After the war, as suburbia spread and families got bigger, kids became a profitable market for brands that could use TV commercials and sponsorships to capture their budding imaginations. Between 1950 and 1964, ads touted Wonder Bread’s nutrition: It “helps build strong bodies 12 ways.” By the late 1960s, standbys like Hawaiian Punch, Hi-C, and even Hostess Snack Cakes would emphasize their fortified nutritional prowess, despite their atomic-level sugar content. Vitamins! Minerals!

Enter the complaint-filing, sugar-party-spoiling Federal Trade Commission, which regulates advertising and works closely with the Food and Drug Administration, which regulates food. In 1971 the FTC went after ITT Continental Baking, the maker of Wonder Bread and Hostess Snacks, for deceptive and unfair advertising. It argued that you couldn’t tell little kids, who naturally wanted to be strong, that Wonder Bread would help them do just that, when, according to the FDA, its ingredients were no different from other brands on the market. (The ads were also deceptive to mothers of young children, said the FTC.)

======

● **JOBS**
a) In the passage on food advertising to children, which company did the FTC go after in 1971 for deceptive and unfair advertising?
b) Copy out the records again, starting from the line containing "form (260, 284)." and continuing through the last line of the records.

======

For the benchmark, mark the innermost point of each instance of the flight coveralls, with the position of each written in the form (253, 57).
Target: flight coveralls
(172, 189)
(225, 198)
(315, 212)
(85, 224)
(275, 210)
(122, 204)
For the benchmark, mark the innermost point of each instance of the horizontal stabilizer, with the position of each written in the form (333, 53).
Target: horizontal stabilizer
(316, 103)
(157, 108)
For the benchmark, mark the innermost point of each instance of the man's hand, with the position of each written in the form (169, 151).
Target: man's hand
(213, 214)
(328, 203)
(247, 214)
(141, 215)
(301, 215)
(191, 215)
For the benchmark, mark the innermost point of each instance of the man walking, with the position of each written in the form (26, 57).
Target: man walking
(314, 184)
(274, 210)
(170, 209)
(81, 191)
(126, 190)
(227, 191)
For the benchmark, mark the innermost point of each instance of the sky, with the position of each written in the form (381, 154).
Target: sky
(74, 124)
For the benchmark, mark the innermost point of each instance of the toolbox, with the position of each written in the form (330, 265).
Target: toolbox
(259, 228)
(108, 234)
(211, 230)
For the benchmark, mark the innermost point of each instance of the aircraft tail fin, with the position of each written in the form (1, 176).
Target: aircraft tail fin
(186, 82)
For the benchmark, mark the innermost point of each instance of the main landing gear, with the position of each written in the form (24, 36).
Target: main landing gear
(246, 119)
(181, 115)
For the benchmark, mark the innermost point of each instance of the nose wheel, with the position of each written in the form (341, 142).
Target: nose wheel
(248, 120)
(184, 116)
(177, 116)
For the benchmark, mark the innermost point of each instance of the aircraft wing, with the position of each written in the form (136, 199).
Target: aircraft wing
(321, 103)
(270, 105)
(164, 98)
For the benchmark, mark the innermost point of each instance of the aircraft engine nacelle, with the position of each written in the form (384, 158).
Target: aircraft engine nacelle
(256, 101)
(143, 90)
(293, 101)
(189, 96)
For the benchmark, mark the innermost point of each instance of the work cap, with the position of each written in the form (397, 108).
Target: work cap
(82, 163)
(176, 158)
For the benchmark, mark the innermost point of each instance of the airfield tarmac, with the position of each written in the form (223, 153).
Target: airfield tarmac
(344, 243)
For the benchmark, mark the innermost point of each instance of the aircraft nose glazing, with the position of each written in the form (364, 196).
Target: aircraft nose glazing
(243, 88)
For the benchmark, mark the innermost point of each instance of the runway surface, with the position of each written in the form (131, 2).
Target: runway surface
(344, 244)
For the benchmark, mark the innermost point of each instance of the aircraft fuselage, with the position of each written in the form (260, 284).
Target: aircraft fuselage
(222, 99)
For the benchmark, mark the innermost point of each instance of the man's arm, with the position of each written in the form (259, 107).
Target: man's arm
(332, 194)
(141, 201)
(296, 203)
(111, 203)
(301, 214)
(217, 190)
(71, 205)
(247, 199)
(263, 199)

======

● **THE RESPONSES**
a) ITT Continental Baking, the maker of Wonder Bread and Hostess Snacks.

b)
For the benchmark, mark the innermost point of each instance of the aircraft fuselage, with the position of each written in the form (260, 284).
Target: aircraft fuselage
(222, 99)
For the benchmark, mark the innermost point of each instance of the man's arm, with the position of each written in the form (259, 107).
Target: man's arm
(332, 194)
(141, 201)
(296, 203)
(111, 203)
(301, 214)
(217, 190)
(71, 205)
(247, 199)
(263, 199)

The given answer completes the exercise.